* Exercise prompt: Copy out every line of the records below, word for word.

* Supplied data:
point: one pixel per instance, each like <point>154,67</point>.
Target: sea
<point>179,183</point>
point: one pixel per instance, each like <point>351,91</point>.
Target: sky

* Answer for this exercise:
point: one pixel per instance, each like <point>154,67</point>.
Target: sea
<point>179,183</point>
point: one pixel per instance, each like <point>351,91</point>.
Target: sky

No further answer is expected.